Your instructions. Look for "query" in each line of the records, and copy the lines that have it.

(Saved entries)
....
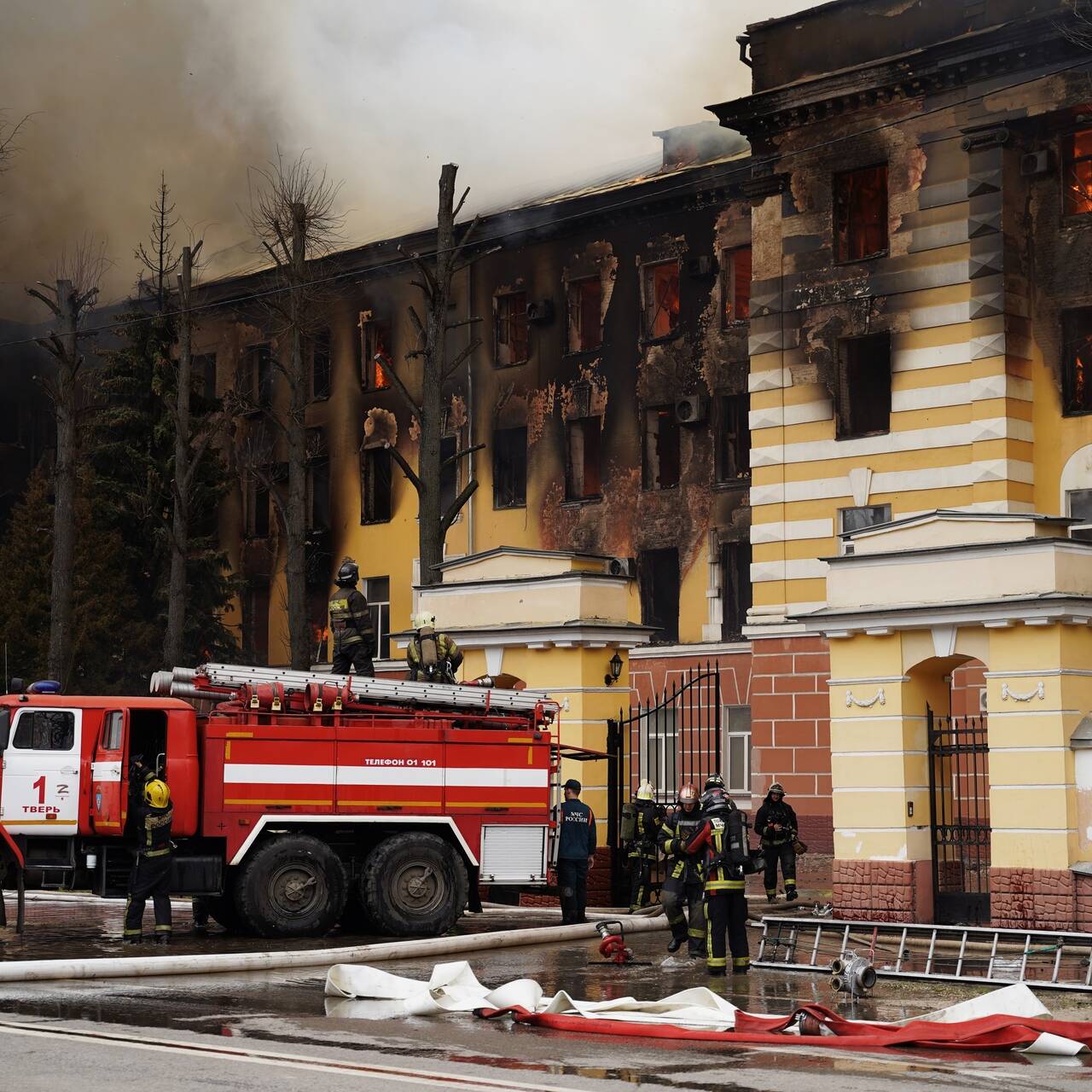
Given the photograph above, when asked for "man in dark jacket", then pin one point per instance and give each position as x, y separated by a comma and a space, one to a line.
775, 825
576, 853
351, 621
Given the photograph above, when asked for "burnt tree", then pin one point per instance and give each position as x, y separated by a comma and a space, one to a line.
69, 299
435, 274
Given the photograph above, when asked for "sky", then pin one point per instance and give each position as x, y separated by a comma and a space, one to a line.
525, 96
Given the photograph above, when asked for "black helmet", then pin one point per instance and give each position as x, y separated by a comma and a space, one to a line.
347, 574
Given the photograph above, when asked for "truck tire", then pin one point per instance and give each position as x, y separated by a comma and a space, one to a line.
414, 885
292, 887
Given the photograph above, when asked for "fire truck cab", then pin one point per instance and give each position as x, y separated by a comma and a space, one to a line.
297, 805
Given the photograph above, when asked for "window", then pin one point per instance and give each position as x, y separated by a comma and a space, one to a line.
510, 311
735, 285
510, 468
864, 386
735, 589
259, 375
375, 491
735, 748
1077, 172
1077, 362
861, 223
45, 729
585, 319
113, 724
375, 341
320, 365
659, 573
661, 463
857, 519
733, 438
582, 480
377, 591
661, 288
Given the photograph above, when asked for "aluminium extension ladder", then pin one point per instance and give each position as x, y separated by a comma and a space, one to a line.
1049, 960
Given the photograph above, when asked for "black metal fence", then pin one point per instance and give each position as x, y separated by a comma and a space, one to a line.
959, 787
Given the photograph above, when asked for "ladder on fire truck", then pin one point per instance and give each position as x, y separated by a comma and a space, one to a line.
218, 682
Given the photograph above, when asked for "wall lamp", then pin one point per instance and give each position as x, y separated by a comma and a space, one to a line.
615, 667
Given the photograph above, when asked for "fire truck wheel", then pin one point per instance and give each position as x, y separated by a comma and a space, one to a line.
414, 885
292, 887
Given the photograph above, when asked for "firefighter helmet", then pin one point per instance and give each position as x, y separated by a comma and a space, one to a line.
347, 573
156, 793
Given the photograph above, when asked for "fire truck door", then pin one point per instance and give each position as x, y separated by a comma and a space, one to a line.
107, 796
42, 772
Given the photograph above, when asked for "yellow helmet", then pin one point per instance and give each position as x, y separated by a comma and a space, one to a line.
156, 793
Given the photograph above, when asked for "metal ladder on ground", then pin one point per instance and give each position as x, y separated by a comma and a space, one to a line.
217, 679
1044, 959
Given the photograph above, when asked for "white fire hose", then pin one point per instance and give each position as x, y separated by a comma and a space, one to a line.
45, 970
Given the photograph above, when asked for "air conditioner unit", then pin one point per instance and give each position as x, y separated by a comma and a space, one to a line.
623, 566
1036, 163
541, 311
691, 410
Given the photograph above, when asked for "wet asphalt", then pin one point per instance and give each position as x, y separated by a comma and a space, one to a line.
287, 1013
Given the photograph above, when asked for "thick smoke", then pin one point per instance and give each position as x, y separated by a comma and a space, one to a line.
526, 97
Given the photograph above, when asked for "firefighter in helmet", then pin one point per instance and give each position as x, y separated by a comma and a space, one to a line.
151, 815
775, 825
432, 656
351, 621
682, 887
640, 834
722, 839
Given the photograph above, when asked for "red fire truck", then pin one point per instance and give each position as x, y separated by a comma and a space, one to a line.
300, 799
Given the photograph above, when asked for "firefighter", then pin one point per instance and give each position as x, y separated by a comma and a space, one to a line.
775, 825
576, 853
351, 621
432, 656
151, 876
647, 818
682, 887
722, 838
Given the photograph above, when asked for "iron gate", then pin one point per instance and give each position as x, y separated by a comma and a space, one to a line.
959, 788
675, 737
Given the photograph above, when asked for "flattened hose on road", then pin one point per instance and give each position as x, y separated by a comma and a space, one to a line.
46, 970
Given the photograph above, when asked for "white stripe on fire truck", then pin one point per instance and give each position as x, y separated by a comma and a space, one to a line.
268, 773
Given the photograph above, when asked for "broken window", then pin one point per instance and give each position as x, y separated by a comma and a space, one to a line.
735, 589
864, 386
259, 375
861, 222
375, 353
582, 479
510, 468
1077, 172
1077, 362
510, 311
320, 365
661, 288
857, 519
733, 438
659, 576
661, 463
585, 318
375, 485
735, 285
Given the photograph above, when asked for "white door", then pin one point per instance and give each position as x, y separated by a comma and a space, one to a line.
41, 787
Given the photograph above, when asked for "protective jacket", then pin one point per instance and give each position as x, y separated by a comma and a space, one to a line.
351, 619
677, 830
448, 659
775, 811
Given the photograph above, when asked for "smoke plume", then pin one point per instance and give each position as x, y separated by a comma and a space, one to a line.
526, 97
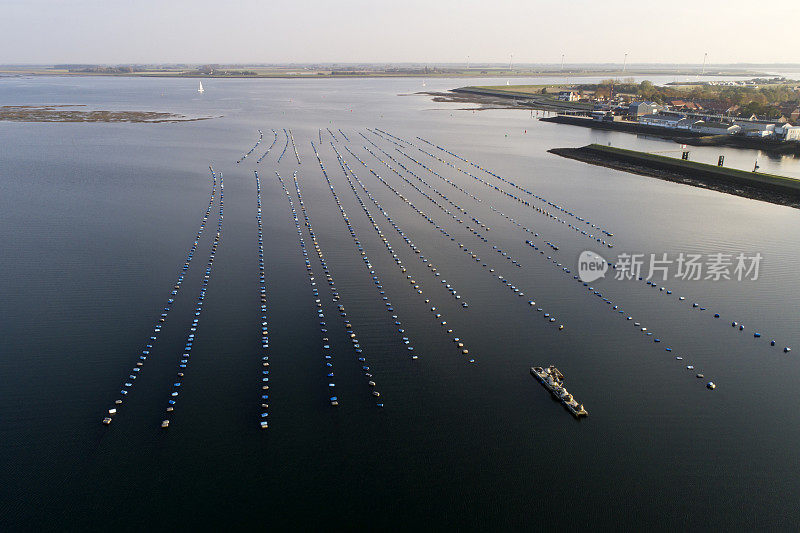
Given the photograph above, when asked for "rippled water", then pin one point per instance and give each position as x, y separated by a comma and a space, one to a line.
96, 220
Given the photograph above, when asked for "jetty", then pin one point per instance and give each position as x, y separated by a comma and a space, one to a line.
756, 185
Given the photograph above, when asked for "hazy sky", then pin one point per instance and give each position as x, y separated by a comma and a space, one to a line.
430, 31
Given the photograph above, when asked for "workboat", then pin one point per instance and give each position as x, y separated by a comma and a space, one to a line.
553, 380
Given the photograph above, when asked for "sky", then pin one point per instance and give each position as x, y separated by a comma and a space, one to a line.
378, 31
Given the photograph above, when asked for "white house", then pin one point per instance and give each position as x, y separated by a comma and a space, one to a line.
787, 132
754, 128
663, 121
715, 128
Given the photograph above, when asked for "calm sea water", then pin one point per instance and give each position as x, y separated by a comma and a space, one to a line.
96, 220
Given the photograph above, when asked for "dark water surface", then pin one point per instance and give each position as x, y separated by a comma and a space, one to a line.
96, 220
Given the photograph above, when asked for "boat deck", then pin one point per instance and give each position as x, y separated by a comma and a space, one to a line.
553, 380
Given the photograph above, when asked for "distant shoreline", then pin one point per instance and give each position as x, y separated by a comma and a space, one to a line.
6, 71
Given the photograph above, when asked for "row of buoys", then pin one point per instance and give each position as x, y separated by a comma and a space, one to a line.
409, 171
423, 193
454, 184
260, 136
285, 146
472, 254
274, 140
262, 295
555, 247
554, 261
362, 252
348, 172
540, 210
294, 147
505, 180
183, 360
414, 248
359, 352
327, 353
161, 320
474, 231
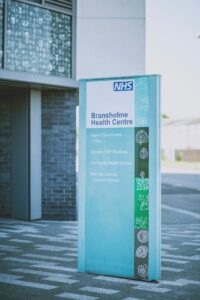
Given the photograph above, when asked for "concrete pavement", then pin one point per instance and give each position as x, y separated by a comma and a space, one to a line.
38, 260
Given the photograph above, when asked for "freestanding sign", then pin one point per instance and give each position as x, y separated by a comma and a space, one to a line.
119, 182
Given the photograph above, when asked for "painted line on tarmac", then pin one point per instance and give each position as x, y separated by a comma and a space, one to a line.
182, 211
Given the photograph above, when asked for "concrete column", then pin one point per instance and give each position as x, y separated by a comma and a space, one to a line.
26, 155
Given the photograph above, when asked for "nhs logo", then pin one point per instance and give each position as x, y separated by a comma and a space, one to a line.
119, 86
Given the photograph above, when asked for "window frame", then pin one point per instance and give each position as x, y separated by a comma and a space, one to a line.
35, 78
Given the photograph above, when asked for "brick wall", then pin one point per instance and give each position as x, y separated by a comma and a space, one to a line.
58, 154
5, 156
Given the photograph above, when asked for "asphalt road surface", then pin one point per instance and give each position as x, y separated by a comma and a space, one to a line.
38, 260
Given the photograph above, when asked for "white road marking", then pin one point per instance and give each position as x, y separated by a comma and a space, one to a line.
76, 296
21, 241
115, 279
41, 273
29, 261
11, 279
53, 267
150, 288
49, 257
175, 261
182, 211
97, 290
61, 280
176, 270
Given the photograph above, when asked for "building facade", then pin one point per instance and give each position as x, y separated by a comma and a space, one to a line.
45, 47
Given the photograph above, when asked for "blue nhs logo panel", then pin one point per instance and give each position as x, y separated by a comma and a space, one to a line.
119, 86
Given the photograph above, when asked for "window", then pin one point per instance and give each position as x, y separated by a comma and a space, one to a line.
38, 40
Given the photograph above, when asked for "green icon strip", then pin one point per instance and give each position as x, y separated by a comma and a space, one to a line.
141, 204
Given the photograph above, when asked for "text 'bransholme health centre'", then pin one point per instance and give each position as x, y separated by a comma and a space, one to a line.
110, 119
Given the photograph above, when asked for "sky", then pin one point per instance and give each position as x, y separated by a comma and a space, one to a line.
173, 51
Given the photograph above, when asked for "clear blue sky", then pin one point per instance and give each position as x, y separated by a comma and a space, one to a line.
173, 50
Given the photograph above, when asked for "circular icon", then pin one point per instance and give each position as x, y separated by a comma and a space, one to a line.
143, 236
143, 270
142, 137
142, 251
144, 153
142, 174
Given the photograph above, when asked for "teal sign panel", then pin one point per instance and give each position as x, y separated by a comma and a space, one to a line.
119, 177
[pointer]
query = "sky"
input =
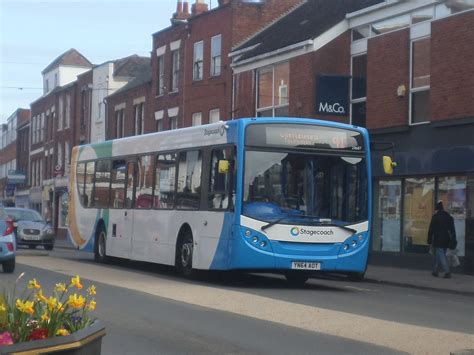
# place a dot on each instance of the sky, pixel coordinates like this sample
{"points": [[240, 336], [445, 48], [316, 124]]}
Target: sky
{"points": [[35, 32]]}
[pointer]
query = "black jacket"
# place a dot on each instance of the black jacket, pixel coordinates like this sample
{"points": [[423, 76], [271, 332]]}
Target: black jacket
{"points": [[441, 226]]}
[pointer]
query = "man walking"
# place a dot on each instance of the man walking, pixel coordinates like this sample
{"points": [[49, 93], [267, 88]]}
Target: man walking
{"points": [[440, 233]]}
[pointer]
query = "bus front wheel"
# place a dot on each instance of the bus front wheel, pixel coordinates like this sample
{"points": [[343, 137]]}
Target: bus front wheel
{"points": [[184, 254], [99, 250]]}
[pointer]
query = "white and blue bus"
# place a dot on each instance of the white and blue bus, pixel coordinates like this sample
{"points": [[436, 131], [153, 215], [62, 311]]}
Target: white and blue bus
....
Solved problem.
query = "sky"
query = "black jacket"
query = "man walking"
query = "bus front wheel"
query = "white and blue bus"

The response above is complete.